What is expected
Write out nothing except the lines of the entries below, from the first through the one containing "Please point out the cluster", exactly and without pictures.

*** Data to use ***

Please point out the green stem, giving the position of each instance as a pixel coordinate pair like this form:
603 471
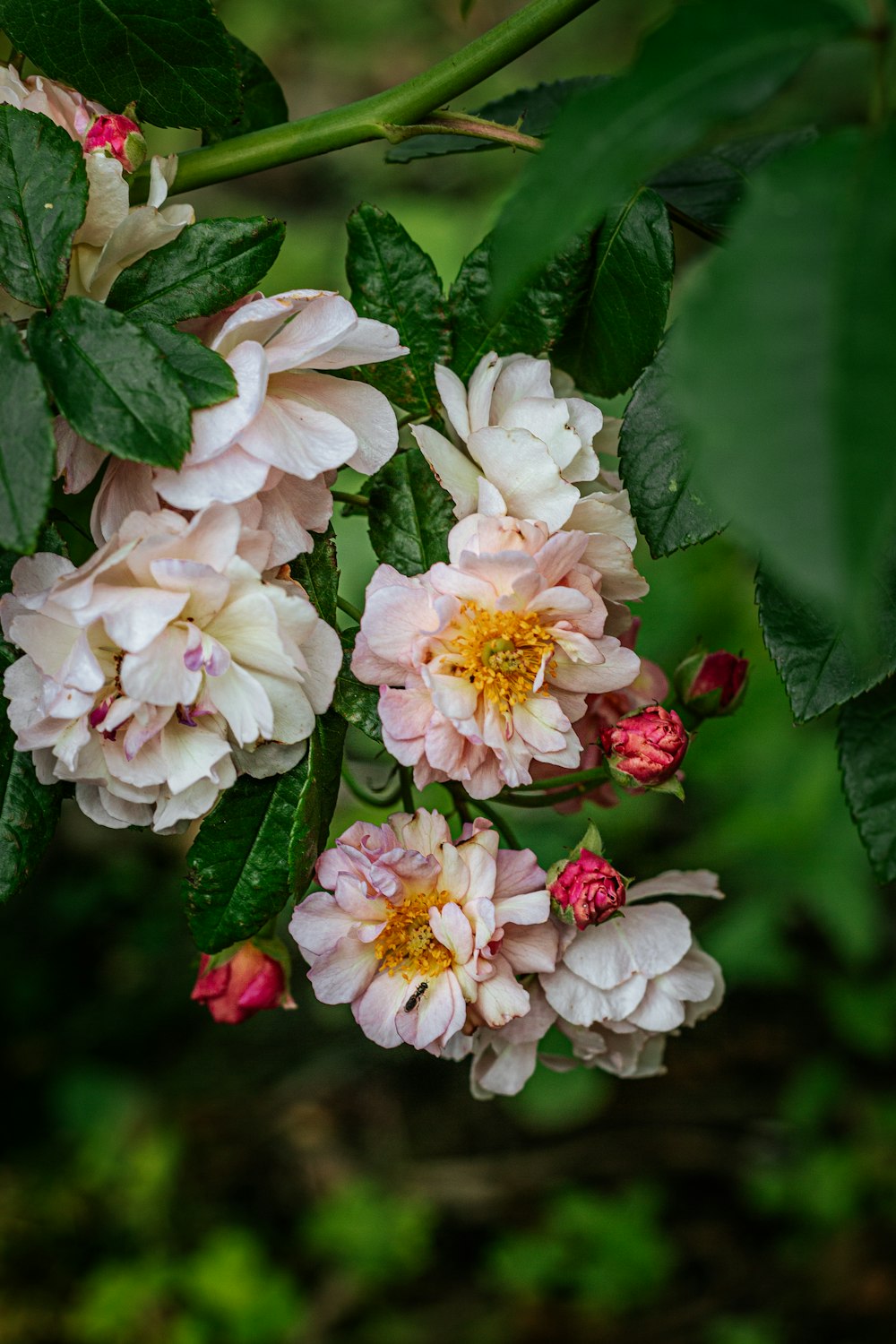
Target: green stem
548 800
408 793
465 124
562 781
367 796
349 609
498 823
411 101
347 497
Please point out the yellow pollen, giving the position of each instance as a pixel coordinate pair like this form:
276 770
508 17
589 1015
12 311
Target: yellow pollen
501 653
408 943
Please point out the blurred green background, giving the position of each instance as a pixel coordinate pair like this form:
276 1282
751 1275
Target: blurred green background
167 1180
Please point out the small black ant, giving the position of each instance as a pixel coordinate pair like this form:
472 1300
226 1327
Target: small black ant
416 997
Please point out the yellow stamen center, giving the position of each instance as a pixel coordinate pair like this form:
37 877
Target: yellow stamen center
501 653
408 943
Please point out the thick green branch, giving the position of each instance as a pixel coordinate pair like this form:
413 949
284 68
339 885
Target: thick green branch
411 101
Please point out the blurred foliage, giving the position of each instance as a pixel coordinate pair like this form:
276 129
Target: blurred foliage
166 1180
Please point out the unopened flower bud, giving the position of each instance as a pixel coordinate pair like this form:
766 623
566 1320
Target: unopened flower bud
244 984
120 137
645 747
587 890
711 685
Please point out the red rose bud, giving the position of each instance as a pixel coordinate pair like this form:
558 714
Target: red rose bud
245 984
645 747
587 890
120 137
711 685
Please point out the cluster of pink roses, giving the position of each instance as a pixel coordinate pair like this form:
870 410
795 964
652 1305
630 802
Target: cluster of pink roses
183 653
460 948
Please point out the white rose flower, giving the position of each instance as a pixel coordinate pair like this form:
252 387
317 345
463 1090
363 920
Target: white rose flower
163 664
516 435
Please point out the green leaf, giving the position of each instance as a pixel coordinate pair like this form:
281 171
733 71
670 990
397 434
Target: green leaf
258 846
206 268
204 378
263 104
783 366
530 110
820 660
866 744
710 187
656 468
410 515
616 331
530 325
394 281
355 702
43 190
27 446
711 62
112 383
169 56
319 575
29 809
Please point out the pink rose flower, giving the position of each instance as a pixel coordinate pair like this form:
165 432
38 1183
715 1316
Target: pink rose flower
645 747
589 890
602 711
711 685
484 664
503 1061
641 972
112 236
425 937
285 435
618 991
164 664
242 986
120 137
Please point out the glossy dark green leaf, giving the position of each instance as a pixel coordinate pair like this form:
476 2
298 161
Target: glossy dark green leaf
206 268
866 742
257 849
169 56
27 445
530 324
319 575
410 515
783 365
394 281
29 809
820 659
614 332
530 110
355 702
263 99
43 196
656 468
708 64
204 378
112 383
710 187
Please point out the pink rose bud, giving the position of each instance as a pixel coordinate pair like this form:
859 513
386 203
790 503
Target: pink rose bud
245 984
645 747
711 685
587 890
120 137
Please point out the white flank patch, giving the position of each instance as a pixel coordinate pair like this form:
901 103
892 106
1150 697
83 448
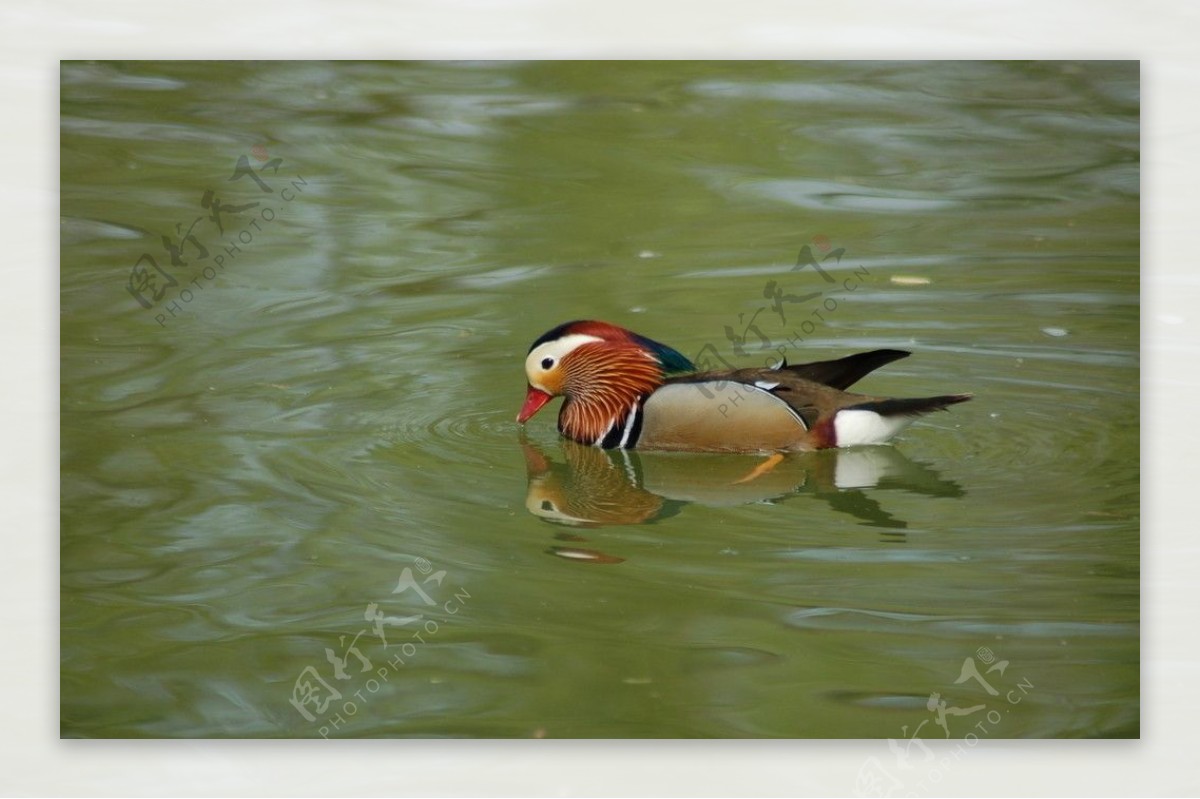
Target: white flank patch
605 433
629 426
861 427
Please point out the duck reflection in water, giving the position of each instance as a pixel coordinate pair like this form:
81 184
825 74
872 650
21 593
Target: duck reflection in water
592 487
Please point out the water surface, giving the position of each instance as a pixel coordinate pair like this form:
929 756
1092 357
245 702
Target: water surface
289 463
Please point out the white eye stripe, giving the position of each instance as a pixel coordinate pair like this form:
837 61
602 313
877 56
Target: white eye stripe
553 350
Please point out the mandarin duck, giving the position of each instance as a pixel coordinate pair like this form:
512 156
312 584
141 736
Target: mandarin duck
624 390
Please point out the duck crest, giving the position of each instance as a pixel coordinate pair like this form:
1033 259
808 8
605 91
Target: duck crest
609 382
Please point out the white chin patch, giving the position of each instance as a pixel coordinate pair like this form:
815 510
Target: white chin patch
864 427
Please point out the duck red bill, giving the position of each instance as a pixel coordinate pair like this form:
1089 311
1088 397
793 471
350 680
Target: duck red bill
534 401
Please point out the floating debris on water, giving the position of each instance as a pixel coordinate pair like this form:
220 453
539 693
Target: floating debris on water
586 556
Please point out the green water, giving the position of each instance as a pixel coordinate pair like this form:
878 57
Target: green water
306 442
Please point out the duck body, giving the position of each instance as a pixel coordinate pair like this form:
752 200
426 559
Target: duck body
624 390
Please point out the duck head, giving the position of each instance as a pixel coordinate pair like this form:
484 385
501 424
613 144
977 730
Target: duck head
603 371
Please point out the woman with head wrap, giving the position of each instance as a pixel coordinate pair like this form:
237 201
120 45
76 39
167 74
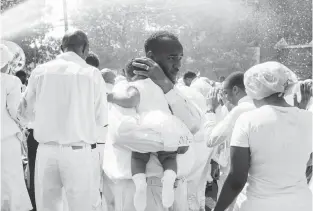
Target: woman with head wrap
14 195
270 147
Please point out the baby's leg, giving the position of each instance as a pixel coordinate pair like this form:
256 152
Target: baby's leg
138 167
168 161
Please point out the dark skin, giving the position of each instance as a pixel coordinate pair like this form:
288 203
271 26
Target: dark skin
237 177
240 159
306 94
161 66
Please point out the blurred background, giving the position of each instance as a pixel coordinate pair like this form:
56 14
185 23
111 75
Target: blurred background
219 36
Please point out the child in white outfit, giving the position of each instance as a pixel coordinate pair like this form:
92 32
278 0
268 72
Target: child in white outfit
149 101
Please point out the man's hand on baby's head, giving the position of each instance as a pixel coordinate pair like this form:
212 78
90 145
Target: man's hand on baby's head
110 97
182 149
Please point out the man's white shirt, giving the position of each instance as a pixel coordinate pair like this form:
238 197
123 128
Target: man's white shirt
116 162
66 98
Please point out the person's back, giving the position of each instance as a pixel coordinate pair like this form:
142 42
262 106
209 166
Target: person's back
280 140
64 105
68 98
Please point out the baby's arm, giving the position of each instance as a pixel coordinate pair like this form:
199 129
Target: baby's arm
130 99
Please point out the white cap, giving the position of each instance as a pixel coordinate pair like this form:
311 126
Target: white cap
5 55
265 79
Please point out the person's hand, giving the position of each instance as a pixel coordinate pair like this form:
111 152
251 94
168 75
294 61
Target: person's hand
152 70
306 94
212 100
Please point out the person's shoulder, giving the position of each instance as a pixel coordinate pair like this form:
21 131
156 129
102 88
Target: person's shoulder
14 78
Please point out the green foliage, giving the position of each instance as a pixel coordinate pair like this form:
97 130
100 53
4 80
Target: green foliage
217 35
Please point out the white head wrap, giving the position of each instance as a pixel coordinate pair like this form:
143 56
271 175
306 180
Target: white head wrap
263 80
180 81
120 78
5 55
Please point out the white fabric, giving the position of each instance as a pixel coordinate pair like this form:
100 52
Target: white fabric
119 78
184 107
280 142
76 171
202 85
10 98
263 80
221 112
124 193
119 165
224 128
14 195
5 55
295 89
68 97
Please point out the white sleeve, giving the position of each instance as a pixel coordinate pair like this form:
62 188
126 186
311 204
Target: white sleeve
101 103
240 135
13 97
185 110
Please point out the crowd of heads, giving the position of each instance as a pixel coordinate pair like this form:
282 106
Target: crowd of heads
259 82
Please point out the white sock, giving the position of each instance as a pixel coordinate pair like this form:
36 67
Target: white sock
168 181
140 197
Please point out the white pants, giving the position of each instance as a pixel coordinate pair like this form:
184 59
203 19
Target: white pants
124 193
14 195
74 170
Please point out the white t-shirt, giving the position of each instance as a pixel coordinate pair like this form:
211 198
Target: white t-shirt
155 113
280 142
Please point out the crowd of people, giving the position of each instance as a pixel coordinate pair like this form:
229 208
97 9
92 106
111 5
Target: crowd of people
77 138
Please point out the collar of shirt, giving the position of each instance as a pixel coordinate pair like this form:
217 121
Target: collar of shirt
71 56
245 99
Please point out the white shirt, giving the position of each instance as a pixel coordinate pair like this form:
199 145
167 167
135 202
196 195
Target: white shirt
224 128
201 85
280 143
10 99
116 163
295 89
68 97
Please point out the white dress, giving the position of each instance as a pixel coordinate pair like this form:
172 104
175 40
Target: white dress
280 142
14 195
155 113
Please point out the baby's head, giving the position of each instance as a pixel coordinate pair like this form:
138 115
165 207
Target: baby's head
129 72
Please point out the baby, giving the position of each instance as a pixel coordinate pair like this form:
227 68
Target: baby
148 99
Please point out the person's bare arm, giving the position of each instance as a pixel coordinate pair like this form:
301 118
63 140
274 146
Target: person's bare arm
130 99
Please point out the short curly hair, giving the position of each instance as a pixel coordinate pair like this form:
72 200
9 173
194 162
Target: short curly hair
154 40
93 60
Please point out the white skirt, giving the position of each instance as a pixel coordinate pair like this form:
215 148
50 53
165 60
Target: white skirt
14 195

*** End of Data to use ***

Answer
Please point out the green stem, giving the position of each instance as a pixel coordinate pair like this form:
603 471
Target: green stem
548 800
408 793
465 124
562 781
367 796
349 609
498 823
411 101
347 497
Please point out the yellow pollen, giving the position of each instance as a pixel coordinate pair like this form:
276 770
508 17
589 1015
12 311
Target: yellow pollen
501 653
408 943
Please point out the blurred green background, giving the position of each instance as a pixel coordinate pair like this form:
276 1282
751 1275
Target: blurred green background
167 1180
Please point out the small black ant, giving the position of each instance as a pixel coordinate pair like this form:
472 1300
226 1327
Target: small black ant
416 997
Please point out the yellow stamen center, giving the position of each instance as a pixel coordinate pair like this form:
37 877
Target: yellow stamen center
501 653
408 943
Please point out the thick green branch, giving the position of each instance as a pixel coordinate pair like this form:
413 949
284 68
339 885
Target: thick green branch
411 101
Please point out the blurred foliage, giving the position of each instance as a pixel coordinate pair like this form:
276 129
Target: blurred foliage
166 1180
Please point out the unopened flower bud, giving the position of each instance as a pixel coordinate pair like this form:
766 623
566 1320
Target: unopened flower bud
244 984
120 137
645 747
587 890
711 685
Please point out the red rose bud, giving the position of each instance as a pixel coordinate pair like this form:
558 714
Target: red rose bud
245 984
645 747
587 890
120 137
711 685
Please point out the cluster of pink roses, giving the position of each instance as a pixel coordinate pair like this form:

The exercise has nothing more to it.